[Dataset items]
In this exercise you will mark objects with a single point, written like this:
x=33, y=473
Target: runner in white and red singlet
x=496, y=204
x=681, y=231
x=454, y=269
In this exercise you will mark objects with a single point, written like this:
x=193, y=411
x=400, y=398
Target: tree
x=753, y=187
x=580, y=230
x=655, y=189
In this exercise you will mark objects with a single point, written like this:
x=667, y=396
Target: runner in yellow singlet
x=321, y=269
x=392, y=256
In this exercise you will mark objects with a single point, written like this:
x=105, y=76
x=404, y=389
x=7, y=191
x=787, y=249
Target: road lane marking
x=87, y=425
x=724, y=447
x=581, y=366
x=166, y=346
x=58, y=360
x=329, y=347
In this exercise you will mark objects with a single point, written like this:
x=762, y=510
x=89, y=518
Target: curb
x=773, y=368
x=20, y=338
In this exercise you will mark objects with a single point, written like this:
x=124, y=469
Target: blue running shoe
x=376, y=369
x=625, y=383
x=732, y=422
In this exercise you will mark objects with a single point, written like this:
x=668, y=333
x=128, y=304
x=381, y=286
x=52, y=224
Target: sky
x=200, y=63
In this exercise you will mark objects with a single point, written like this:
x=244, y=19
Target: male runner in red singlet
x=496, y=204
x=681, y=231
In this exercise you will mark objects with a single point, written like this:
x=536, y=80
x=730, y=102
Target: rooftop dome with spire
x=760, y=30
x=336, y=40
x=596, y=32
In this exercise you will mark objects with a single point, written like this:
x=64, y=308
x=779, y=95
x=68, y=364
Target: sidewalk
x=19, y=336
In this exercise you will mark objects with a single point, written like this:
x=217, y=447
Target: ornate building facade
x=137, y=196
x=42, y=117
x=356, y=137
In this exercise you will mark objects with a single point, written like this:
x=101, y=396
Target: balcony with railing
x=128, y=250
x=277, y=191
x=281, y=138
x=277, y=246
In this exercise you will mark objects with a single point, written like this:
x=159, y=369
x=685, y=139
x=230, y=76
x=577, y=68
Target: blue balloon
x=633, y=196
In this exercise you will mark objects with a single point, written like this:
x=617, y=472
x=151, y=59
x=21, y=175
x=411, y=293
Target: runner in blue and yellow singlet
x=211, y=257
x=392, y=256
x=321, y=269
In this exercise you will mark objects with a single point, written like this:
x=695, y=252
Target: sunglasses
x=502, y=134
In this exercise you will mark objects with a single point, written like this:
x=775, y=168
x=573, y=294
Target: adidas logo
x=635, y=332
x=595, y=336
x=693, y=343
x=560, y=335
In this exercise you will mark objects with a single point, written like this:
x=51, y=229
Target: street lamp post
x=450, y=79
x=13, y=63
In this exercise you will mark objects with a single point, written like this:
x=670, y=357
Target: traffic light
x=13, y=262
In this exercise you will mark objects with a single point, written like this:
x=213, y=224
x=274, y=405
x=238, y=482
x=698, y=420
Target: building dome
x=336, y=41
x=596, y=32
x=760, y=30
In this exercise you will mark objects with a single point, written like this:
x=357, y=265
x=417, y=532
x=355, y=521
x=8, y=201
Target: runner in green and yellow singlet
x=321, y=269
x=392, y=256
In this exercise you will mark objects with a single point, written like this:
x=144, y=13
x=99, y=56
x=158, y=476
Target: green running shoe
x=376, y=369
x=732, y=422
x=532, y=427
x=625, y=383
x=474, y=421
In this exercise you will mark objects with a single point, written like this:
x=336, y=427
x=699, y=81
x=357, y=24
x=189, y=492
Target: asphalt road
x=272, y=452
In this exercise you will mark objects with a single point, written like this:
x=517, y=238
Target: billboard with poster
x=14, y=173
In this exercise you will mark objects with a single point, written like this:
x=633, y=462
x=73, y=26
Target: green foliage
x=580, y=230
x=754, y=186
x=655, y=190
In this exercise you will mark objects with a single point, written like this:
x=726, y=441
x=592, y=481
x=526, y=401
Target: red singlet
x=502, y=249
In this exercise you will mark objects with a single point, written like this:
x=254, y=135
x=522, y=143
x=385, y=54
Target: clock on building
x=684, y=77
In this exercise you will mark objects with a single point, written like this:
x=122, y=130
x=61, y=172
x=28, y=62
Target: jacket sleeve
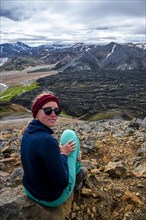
x=56, y=164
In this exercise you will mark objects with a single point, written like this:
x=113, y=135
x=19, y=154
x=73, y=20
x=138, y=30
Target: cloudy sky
x=36, y=22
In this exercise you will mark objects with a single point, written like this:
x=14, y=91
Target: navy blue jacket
x=45, y=170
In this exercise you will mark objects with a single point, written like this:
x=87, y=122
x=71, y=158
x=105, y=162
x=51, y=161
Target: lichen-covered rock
x=15, y=205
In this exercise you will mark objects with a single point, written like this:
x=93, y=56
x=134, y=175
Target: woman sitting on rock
x=51, y=171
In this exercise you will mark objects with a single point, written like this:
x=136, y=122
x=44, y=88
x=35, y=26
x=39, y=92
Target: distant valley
x=91, y=80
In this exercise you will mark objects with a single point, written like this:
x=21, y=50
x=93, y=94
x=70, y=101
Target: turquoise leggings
x=74, y=167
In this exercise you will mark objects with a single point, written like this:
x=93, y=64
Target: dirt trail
x=24, y=77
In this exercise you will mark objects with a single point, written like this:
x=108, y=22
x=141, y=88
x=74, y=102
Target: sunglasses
x=49, y=110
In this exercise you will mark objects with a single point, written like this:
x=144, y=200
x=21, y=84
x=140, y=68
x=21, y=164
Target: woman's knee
x=69, y=135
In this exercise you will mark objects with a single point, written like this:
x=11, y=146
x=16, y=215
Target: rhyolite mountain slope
x=87, y=93
x=112, y=56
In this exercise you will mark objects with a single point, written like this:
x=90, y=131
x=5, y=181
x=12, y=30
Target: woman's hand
x=67, y=148
x=80, y=156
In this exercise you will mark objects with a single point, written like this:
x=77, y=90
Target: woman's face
x=48, y=120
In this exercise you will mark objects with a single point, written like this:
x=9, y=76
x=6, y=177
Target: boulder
x=15, y=205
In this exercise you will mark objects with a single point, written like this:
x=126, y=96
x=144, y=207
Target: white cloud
x=99, y=21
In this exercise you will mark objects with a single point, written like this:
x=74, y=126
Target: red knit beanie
x=42, y=100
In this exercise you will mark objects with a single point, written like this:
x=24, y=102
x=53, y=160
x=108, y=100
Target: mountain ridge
x=112, y=56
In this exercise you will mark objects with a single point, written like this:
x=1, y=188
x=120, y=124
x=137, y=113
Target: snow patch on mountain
x=3, y=60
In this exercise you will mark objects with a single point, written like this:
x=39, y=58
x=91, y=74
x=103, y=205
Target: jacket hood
x=35, y=126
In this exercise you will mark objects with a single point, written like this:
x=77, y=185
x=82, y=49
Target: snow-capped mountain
x=81, y=56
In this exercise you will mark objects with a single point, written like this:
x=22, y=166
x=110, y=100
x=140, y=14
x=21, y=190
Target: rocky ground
x=114, y=152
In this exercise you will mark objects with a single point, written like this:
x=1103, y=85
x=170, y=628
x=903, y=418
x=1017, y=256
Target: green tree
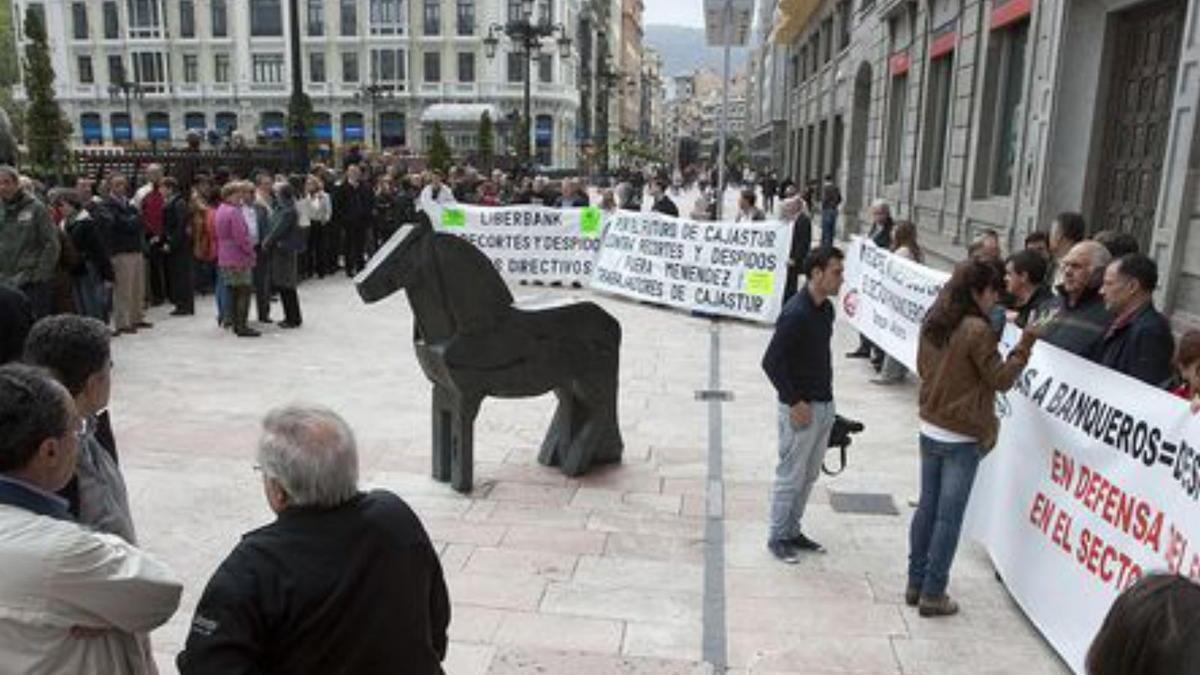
x=46, y=126
x=439, y=150
x=300, y=117
x=486, y=142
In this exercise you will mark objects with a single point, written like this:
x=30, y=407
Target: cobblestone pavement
x=547, y=574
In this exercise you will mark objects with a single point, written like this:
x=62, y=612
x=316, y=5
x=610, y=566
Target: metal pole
x=725, y=112
x=528, y=123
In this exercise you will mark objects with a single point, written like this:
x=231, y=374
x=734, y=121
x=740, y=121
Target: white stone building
x=372, y=67
x=971, y=114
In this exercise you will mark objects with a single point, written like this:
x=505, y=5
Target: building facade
x=972, y=114
x=378, y=71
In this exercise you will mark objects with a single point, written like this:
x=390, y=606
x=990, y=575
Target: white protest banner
x=1093, y=483
x=886, y=298
x=527, y=243
x=719, y=268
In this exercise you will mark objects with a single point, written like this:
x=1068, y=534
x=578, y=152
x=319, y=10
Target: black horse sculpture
x=472, y=342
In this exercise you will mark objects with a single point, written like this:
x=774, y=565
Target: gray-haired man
x=342, y=581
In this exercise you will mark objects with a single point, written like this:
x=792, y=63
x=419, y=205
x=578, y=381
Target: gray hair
x=311, y=453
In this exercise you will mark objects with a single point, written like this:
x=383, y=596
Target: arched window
x=123, y=129
x=273, y=124
x=91, y=127
x=352, y=127
x=391, y=130
x=159, y=126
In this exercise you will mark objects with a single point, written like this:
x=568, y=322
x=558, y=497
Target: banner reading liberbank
x=1093, y=483
x=719, y=268
x=886, y=298
x=527, y=243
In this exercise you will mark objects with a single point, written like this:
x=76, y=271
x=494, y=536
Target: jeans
x=947, y=472
x=828, y=227
x=801, y=453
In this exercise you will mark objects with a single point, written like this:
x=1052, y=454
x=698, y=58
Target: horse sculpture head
x=399, y=263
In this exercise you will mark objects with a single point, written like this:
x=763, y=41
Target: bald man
x=1081, y=318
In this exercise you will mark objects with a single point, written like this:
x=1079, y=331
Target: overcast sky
x=676, y=12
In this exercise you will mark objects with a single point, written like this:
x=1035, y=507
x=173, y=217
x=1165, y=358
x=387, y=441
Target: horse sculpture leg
x=462, y=443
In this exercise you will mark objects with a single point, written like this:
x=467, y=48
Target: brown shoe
x=937, y=605
x=912, y=596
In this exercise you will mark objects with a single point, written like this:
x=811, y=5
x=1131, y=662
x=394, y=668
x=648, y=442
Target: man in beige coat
x=71, y=599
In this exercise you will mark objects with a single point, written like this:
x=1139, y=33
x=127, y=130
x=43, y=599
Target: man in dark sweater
x=799, y=365
x=1139, y=342
x=342, y=581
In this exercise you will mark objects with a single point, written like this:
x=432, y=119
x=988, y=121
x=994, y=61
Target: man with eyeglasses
x=71, y=599
x=76, y=351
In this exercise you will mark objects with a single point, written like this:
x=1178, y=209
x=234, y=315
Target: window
x=144, y=21
x=827, y=40
x=79, y=19
x=150, y=70
x=432, y=66
x=432, y=17
x=191, y=69
x=387, y=17
x=221, y=67
x=898, y=101
x=115, y=69
x=187, y=18
x=1002, y=105
x=937, y=117
x=316, y=17
x=85, y=75
x=844, y=21
x=516, y=66
x=317, y=67
x=267, y=69
x=388, y=65
x=220, y=25
x=466, y=16
x=466, y=66
x=349, y=17
x=349, y=66
x=265, y=18
x=112, y=22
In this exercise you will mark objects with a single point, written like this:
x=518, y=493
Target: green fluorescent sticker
x=454, y=217
x=589, y=221
x=759, y=282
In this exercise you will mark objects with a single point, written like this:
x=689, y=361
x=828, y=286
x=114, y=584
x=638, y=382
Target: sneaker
x=936, y=605
x=805, y=544
x=912, y=596
x=783, y=551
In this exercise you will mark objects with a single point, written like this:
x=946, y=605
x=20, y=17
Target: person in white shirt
x=71, y=599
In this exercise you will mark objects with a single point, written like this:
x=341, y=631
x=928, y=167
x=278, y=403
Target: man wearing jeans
x=799, y=365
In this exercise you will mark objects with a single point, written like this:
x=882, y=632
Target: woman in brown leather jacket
x=961, y=371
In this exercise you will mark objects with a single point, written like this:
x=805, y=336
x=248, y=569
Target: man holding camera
x=799, y=365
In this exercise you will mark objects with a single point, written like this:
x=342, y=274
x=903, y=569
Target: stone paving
x=547, y=574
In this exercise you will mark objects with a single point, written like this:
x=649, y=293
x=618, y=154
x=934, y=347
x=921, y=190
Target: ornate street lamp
x=527, y=37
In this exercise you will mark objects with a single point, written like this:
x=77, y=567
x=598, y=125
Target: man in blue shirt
x=799, y=365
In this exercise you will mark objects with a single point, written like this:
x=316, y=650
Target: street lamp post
x=127, y=90
x=527, y=36
x=373, y=93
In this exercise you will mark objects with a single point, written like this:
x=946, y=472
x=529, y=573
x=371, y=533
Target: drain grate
x=870, y=503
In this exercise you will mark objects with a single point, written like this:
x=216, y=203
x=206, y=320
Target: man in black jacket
x=177, y=230
x=799, y=365
x=126, y=242
x=342, y=581
x=1139, y=342
x=1080, y=317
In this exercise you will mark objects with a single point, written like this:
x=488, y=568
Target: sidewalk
x=547, y=574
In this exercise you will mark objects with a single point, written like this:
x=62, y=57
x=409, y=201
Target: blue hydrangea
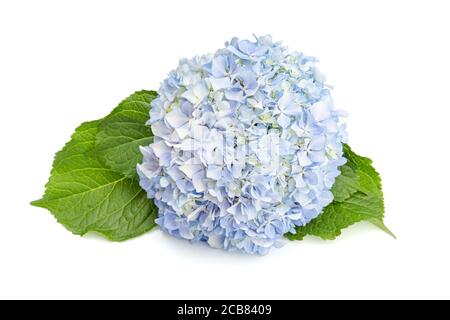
x=247, y=146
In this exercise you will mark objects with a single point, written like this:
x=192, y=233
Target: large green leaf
x=357, y=197
x=123, y=131
x=85, y=195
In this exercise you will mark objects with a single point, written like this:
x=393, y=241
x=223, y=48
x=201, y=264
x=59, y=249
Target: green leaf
x=123, y=131
x=358, y=197
x=84, y=195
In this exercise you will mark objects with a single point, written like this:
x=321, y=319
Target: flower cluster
x=247, y=146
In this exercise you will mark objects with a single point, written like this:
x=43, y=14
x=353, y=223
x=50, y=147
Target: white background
x=65, y=62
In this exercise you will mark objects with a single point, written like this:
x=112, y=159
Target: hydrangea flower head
x=247, y=146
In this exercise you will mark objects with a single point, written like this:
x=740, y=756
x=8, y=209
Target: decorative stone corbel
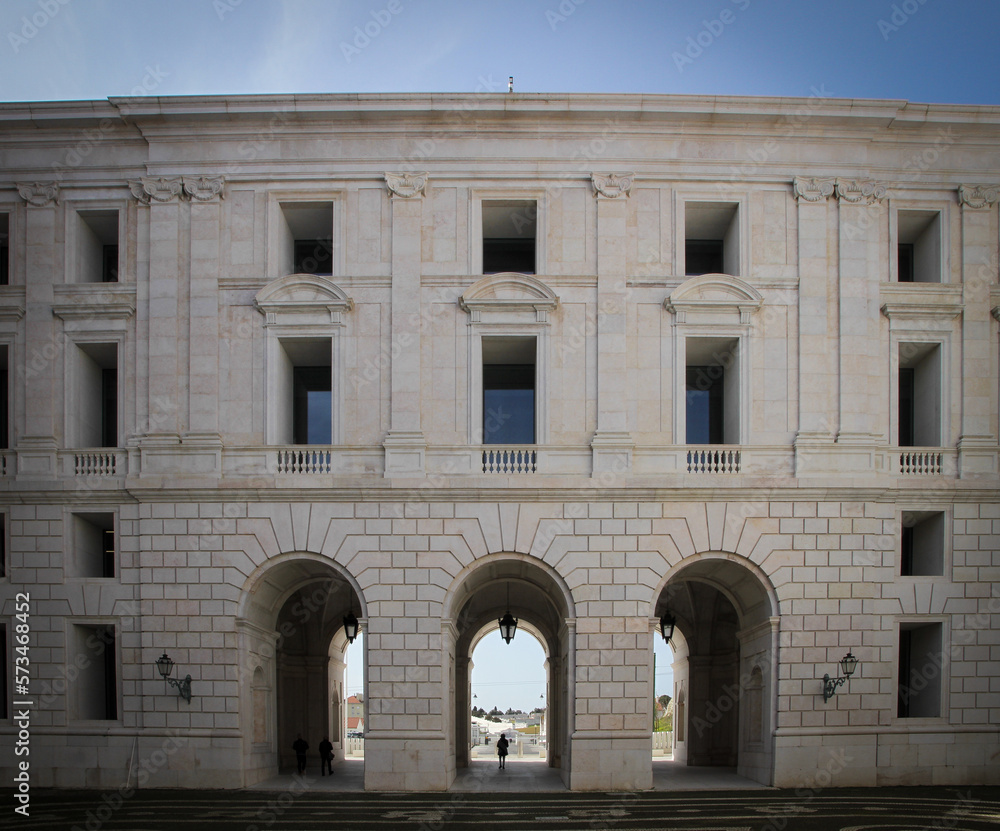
x=811, y=189
x=204, y=188
x=613, y=185
x=38, y=194
x=977, y=196
x=406, y=185
x=156, y=189
x=860, y=191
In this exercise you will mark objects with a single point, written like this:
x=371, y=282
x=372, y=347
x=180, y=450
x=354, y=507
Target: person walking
x=502, y=745
x=300, y=746
x=326, y=756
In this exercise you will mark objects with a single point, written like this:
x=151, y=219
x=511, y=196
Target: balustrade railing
x=713, y=460
x=305, y=460
x=510, y=460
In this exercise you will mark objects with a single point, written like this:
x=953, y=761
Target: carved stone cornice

The problem — Give back exactly, and solely, the section of the data above bounded by the line containing "Target: green leaf" and the line containing "x=354, y=507", both bounding lines included and pictures omitted.

Written reply —
Target: green leaf
x=123, y=131
x=358, y=197
x=84, y=195
In this exercise you will mark objects with a single point, written like this:
x=321, y=319
Target: flower cluster
x=247, y=146
In this exercise you will mark objects with a single point, written like this:
x=43, y=14
x=353, y=223
x=50, y=147
Target: white background
x=65, y=62
In this exercise you will mark objects with a single point, written like this:
x=112, y=159
Target: hydrangea flower head
x=247, y=146
In this exercise you will mark objects with a single point, written like this:
x=740, y=756
x=8, y=209
Target: decorative stone corbel
x=811, y=189
x=204, y=188
x=613, y=185
x=38, y=194
x=977, y=196
x=406, y=185
x=156, y=189
x=860, y=191
In this exercise you will mark objects with a single point, written like this:
x=371, y=282
x=372, y=347
x=180, y=450
x=354, y=507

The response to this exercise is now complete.